*TASK TO CARRY OUT*. Continue the article on maize's arrival in the U.S. Southwest, starting right after its last sentence.

*EXERCISE TEXT*.
▬▬▬▬▬▬▬▬▬▬

Tracking the origin and evolution of maize in the U.S. Southwest

Teosinte growing wild in Mexico. Image: Mbhufford (CC BY-SA 3.0)

Teosinte growing wild in Mexico. Image: Mbhufford (CC BY-SA 3.0)

After it was first domesticated from the wild teosinte grass in southern Mexico, maize, or corn, took both a high road and later on a coastal low road as it moved into what is now the U.S. Southwest.

The study, reported in the journal Nature Plants (open access) is based on DNA analysis of corn cobs dating back over 4,000 years, and provides the most comprehensive tracking to date of the origin and evolution of maize in the Southwest. This settles a long debate over whether maize moved via an upland or coastal route into the United States.

The study compared DNA from archaeological samples from the U.S. Southwest to that from traditional maize varieties in Mexico, looking for genetic similarities that would reveal its geographic origin.

A complex origin

When considered together, the results suggest that the maize of the U.S. Southwest had a complex origin, first entering  via a highland route about 4,100 years ago and later via a lowland coastal route about 2,000 years ago,” said Jeffrey Ross-Ibarra, an associate professor in the Department of Plant Sciences at UC Davis.

▬▬▬▬▬▬▬▬▬▬

Dataset entries
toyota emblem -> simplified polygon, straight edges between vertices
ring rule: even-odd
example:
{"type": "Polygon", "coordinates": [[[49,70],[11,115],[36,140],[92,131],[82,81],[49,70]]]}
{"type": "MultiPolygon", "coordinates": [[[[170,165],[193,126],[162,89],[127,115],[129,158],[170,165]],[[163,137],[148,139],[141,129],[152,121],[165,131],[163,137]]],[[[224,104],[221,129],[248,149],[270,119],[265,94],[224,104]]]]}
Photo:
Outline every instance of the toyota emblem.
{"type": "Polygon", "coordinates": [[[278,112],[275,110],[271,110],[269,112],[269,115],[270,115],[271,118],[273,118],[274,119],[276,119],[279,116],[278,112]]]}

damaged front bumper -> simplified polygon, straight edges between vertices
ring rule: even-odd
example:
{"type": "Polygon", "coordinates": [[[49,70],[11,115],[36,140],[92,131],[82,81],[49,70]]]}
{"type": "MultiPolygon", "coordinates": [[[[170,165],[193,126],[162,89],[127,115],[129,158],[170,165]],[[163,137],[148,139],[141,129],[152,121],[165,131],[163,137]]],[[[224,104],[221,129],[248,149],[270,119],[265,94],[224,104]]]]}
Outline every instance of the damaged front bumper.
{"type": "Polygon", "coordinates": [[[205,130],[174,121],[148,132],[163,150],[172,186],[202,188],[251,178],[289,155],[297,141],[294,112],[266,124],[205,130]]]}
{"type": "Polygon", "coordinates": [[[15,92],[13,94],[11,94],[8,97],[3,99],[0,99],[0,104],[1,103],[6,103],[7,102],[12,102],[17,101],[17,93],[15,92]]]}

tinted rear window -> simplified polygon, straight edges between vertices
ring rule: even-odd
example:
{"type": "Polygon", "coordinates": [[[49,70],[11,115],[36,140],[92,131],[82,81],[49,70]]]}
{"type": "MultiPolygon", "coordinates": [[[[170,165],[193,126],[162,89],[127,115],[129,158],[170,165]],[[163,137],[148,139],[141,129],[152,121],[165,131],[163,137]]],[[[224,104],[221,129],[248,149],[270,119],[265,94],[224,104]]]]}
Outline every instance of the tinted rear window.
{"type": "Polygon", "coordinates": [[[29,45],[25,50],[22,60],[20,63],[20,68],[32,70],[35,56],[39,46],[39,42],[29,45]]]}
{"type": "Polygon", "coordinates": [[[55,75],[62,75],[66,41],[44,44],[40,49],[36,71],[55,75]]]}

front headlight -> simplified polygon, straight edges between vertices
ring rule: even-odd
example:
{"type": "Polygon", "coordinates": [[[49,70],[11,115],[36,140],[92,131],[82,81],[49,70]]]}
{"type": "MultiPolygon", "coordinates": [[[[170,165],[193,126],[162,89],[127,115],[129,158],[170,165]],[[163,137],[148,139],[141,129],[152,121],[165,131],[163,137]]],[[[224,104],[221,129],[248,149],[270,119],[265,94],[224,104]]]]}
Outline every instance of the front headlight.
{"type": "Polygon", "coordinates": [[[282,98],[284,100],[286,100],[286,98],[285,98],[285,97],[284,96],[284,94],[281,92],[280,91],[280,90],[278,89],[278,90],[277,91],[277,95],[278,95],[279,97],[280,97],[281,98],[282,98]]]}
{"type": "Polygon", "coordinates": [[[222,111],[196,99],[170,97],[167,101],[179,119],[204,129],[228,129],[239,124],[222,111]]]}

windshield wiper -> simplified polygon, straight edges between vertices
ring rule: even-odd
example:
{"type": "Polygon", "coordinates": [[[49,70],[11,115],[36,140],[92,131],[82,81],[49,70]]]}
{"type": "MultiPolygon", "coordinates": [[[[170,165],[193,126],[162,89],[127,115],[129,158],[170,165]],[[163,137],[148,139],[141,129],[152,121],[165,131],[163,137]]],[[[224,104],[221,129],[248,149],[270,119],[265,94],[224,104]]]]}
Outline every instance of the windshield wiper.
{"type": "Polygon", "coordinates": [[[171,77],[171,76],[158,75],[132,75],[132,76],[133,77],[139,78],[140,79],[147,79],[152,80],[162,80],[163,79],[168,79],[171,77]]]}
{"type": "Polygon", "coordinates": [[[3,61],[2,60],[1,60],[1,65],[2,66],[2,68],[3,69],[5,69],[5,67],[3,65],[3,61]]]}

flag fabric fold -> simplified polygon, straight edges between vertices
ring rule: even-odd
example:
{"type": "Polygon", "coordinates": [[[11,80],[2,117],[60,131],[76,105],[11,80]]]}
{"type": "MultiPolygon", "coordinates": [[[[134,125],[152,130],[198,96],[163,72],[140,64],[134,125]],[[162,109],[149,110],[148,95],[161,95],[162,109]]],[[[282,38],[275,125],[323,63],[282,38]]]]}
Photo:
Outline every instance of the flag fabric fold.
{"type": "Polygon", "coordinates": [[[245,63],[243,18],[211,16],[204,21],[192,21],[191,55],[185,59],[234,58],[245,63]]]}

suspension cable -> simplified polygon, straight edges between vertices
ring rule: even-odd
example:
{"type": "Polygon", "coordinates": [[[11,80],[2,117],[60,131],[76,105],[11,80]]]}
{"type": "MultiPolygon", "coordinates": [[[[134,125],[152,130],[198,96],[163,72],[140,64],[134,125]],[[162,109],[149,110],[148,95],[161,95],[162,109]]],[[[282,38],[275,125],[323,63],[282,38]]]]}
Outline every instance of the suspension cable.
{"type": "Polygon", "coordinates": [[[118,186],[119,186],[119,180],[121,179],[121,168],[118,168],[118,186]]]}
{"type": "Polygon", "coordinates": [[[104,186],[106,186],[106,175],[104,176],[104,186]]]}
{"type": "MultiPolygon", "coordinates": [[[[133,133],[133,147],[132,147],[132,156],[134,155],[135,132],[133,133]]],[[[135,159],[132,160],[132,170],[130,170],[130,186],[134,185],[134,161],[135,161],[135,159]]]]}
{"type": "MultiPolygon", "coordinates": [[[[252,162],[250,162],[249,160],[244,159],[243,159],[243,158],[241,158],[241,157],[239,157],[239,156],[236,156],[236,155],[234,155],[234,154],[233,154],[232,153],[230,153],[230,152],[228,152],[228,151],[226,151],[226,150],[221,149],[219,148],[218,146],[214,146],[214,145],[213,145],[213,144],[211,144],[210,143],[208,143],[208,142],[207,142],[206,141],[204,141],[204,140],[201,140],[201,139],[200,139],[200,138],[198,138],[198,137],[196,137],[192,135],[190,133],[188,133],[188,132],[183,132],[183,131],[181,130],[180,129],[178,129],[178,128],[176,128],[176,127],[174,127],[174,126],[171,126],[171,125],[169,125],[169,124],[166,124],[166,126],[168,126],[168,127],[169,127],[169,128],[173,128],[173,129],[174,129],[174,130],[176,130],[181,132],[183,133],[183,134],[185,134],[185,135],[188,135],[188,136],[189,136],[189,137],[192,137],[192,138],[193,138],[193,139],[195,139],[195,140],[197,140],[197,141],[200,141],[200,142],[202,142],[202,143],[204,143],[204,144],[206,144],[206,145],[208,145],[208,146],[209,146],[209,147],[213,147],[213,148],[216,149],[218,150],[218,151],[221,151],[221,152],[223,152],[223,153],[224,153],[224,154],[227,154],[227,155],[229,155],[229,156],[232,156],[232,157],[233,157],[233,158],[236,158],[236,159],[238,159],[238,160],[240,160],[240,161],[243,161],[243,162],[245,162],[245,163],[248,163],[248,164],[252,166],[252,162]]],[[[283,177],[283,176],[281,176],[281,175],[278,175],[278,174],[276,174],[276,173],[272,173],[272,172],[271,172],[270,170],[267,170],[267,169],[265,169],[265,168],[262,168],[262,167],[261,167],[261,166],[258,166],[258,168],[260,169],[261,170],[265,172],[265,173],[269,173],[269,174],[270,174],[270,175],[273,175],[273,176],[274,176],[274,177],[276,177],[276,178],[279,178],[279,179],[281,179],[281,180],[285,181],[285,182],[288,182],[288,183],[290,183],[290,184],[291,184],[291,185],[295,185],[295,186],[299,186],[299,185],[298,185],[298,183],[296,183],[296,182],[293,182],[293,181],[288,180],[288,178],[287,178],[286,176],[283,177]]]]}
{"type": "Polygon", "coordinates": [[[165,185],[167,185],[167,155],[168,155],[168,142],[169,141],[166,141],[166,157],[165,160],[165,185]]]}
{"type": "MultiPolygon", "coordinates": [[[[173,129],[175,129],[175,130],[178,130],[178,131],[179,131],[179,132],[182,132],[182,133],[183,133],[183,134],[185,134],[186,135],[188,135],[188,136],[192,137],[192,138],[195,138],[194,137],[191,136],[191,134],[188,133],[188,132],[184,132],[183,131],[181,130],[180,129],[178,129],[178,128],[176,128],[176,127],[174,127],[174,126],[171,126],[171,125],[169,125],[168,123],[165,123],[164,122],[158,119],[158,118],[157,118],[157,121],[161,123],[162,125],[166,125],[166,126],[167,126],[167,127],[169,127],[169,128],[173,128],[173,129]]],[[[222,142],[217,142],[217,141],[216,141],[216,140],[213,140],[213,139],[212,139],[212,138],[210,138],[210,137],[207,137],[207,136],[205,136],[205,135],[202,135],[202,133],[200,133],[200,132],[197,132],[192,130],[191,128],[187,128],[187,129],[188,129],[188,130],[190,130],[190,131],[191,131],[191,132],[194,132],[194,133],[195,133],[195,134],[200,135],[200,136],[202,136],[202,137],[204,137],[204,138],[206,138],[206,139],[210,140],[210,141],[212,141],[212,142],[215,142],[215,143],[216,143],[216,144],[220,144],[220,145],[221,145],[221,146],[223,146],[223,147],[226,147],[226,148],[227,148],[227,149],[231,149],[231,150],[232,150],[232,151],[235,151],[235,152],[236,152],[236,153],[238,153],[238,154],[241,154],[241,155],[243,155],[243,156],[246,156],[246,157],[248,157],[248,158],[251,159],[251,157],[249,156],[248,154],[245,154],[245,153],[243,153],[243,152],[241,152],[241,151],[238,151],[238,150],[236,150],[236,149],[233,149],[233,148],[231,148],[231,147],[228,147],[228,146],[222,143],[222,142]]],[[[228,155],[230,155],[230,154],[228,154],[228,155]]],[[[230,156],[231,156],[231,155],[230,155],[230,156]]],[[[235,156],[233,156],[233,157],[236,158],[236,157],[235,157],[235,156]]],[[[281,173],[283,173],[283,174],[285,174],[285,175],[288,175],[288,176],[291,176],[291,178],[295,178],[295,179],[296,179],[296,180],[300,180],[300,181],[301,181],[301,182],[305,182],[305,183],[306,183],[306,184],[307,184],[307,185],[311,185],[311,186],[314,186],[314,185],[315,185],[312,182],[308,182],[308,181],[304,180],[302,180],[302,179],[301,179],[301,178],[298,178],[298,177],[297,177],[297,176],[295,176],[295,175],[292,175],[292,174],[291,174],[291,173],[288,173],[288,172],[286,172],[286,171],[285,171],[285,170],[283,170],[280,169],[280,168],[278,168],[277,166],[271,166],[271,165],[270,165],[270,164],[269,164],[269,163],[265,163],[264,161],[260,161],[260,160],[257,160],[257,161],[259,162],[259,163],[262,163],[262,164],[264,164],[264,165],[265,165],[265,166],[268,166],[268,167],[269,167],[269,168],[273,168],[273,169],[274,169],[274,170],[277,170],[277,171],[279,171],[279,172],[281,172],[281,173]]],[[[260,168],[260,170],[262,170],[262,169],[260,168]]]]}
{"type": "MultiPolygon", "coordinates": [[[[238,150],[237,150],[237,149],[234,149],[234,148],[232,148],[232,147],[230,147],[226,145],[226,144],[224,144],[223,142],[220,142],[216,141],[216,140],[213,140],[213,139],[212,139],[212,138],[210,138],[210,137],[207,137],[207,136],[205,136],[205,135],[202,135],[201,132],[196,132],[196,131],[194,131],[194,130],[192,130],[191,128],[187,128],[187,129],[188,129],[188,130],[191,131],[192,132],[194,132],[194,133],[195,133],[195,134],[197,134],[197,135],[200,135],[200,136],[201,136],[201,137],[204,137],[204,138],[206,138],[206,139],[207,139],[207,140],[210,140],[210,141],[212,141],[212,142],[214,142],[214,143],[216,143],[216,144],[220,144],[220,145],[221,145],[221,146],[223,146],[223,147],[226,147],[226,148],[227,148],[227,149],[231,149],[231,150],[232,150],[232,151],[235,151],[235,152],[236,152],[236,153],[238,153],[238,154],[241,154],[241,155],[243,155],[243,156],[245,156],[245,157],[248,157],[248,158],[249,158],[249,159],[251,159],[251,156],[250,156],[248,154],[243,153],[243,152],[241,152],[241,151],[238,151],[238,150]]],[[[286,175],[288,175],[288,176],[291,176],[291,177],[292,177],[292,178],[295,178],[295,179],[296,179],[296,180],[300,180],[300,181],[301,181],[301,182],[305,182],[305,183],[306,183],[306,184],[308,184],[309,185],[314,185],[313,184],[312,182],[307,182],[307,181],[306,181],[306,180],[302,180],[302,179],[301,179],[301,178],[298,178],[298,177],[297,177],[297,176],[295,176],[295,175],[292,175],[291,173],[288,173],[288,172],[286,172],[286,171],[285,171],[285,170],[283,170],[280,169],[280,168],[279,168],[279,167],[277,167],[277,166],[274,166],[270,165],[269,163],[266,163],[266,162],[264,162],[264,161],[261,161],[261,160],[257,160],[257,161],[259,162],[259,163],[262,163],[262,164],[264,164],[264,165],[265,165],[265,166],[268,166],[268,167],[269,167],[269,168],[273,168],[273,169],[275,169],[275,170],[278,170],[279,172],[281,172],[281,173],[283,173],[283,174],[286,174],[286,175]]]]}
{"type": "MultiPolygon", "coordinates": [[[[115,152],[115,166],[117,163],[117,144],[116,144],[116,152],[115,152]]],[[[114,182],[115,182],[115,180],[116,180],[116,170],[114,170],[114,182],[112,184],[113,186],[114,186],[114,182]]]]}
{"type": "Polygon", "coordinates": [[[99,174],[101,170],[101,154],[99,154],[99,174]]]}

▬▬▬▬▬▬▬▬▬▬

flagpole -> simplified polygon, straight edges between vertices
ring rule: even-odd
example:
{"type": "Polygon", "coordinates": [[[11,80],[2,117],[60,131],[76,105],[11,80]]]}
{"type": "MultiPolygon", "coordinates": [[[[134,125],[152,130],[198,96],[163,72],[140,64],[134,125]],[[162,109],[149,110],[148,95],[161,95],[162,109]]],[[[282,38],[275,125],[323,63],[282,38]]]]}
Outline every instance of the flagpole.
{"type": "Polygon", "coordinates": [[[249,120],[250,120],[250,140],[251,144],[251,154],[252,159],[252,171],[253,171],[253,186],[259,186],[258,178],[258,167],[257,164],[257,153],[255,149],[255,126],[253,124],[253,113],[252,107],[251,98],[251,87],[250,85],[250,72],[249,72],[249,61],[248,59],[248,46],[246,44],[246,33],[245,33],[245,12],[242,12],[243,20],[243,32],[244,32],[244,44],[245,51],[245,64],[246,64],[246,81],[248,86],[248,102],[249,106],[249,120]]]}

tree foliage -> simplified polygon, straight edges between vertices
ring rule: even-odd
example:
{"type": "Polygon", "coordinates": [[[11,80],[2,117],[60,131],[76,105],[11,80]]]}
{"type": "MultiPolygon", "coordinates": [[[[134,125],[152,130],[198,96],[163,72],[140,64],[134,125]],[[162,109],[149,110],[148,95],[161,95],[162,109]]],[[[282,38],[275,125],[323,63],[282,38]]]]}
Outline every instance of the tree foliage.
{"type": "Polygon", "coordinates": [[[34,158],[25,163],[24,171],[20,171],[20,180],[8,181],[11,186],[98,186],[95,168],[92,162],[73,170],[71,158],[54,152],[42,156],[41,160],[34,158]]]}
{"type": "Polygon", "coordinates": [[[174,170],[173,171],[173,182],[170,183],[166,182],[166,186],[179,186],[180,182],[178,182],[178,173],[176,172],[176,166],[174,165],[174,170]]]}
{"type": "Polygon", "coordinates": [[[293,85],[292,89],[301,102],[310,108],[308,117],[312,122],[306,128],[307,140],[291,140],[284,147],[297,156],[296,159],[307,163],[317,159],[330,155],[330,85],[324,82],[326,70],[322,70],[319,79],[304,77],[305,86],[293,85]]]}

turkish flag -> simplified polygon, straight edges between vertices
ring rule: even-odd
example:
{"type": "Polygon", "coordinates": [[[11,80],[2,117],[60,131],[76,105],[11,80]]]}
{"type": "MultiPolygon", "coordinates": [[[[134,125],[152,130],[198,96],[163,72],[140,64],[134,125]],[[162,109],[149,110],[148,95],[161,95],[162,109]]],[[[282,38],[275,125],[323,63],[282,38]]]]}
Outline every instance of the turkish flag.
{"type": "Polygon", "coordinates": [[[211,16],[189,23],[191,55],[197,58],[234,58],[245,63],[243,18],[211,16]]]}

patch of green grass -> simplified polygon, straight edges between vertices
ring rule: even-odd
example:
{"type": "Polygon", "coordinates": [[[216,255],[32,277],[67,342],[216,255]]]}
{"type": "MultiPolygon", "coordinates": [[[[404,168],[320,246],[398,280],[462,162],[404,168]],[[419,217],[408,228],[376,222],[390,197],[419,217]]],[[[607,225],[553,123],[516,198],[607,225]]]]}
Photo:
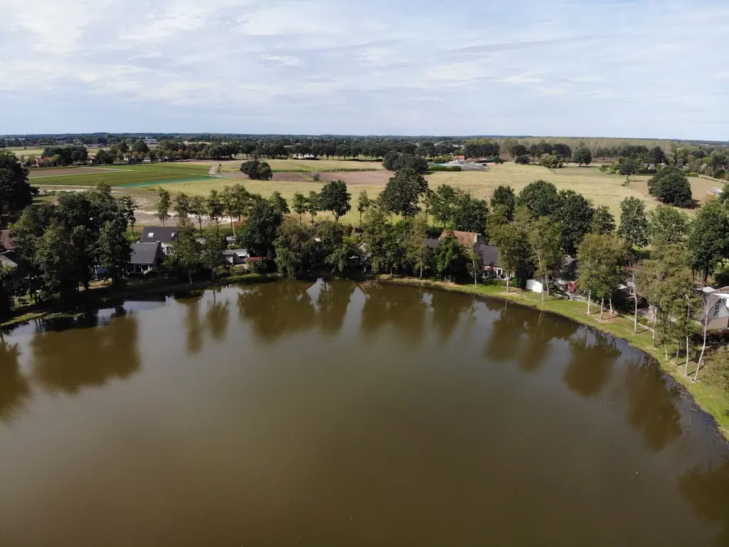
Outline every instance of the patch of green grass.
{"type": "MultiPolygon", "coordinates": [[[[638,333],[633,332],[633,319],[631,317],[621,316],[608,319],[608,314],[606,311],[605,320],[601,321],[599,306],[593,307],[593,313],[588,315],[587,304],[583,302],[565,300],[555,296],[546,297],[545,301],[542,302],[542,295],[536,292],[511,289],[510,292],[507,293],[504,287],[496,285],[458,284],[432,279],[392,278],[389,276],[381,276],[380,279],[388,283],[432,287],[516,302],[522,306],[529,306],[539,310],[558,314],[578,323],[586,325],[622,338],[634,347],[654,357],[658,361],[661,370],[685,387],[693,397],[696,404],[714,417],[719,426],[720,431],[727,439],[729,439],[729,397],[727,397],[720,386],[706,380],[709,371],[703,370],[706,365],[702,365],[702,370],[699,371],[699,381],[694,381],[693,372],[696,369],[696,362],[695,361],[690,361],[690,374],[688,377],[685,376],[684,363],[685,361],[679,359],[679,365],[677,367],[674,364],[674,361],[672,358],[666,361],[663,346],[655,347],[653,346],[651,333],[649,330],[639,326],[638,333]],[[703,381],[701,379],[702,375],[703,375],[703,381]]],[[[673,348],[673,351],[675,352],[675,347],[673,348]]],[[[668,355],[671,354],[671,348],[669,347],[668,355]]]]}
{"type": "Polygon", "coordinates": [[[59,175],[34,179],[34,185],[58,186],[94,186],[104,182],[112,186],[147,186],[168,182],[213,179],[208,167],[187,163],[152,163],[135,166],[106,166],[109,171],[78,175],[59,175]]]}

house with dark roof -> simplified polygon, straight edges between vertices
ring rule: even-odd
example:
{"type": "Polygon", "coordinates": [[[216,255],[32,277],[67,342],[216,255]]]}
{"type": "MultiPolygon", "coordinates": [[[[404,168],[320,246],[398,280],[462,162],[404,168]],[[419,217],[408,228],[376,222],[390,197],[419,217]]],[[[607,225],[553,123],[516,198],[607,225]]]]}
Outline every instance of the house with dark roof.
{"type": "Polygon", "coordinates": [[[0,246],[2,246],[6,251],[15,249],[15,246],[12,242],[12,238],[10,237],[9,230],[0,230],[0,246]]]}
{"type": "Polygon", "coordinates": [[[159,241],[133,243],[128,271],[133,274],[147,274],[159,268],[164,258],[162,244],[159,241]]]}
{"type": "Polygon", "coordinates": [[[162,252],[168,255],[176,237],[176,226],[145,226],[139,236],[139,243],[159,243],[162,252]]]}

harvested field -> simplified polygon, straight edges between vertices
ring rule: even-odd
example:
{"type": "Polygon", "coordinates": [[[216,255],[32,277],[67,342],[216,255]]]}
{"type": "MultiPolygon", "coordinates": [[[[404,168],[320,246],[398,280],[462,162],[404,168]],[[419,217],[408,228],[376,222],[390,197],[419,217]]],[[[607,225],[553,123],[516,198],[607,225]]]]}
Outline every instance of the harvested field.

▬▬▬▬▬▬▬▬▬▬

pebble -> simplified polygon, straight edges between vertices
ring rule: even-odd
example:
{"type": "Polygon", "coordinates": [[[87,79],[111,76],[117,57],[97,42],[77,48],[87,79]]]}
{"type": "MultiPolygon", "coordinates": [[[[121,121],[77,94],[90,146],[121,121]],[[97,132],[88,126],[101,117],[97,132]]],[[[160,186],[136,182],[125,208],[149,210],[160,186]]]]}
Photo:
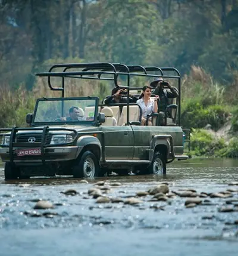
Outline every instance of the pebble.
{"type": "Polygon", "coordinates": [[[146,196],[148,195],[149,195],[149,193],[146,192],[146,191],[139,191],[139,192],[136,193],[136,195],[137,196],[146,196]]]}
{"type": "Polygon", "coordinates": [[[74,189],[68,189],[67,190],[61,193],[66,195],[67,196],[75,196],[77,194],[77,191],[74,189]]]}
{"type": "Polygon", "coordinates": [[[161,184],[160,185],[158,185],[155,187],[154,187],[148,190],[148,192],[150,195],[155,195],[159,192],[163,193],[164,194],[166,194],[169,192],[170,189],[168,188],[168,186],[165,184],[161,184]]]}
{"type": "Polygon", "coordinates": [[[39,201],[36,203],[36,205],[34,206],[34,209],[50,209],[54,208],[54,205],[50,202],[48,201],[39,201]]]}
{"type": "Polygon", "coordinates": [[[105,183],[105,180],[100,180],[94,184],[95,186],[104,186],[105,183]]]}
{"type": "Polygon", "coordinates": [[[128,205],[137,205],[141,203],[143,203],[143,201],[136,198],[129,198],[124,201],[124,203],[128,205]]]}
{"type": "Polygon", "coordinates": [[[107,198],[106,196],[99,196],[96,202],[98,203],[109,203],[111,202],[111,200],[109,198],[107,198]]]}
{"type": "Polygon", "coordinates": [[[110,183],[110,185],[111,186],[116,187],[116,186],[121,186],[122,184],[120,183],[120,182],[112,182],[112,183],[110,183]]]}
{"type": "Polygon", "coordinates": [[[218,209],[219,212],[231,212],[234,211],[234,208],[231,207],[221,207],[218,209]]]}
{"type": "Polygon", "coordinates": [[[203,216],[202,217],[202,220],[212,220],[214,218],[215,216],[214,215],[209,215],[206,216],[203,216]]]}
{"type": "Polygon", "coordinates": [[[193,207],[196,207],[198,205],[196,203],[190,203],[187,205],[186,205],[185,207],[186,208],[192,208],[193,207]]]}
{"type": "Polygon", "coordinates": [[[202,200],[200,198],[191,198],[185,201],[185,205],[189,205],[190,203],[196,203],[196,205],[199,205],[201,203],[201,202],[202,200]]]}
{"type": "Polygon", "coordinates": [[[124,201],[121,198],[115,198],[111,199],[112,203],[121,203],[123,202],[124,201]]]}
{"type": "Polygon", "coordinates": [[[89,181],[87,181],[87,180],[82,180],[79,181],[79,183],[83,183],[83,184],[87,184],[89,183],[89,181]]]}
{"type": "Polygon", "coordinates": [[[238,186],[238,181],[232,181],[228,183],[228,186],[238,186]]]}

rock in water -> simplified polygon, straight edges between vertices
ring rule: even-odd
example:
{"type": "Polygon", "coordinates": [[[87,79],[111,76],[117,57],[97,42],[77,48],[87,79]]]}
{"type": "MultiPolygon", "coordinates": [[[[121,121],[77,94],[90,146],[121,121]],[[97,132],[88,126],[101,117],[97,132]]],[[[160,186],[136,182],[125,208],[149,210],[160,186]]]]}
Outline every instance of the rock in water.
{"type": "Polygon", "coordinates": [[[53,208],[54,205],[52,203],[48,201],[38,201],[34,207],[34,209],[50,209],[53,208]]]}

▬▬▬▬▬▬▬▬▬▬

*ANSWER SECTION*.
The study further provided clues to how and when maize adapted to a number of novel pressures, ranging from the extreme aridity of the Southwest climate to different dietary preferences of the local people.

Excavations of multiple stratigraphic layers of Tularosa cave in New Mexico allowed researchers to compare genetic data from samples from different time periods.

Gene changes through time

These unique data allowed us to follow the changes occurring in individual genes through time,” said lead author Rute Fonseca of the University of Copenhagen. Researchers used these data to identify genes showing evidence of adaptation to drought and genes responsible for changes in starch and sugar composition leading to the development of sweet corn, desired for cultivation by indigenous people and later Europeans.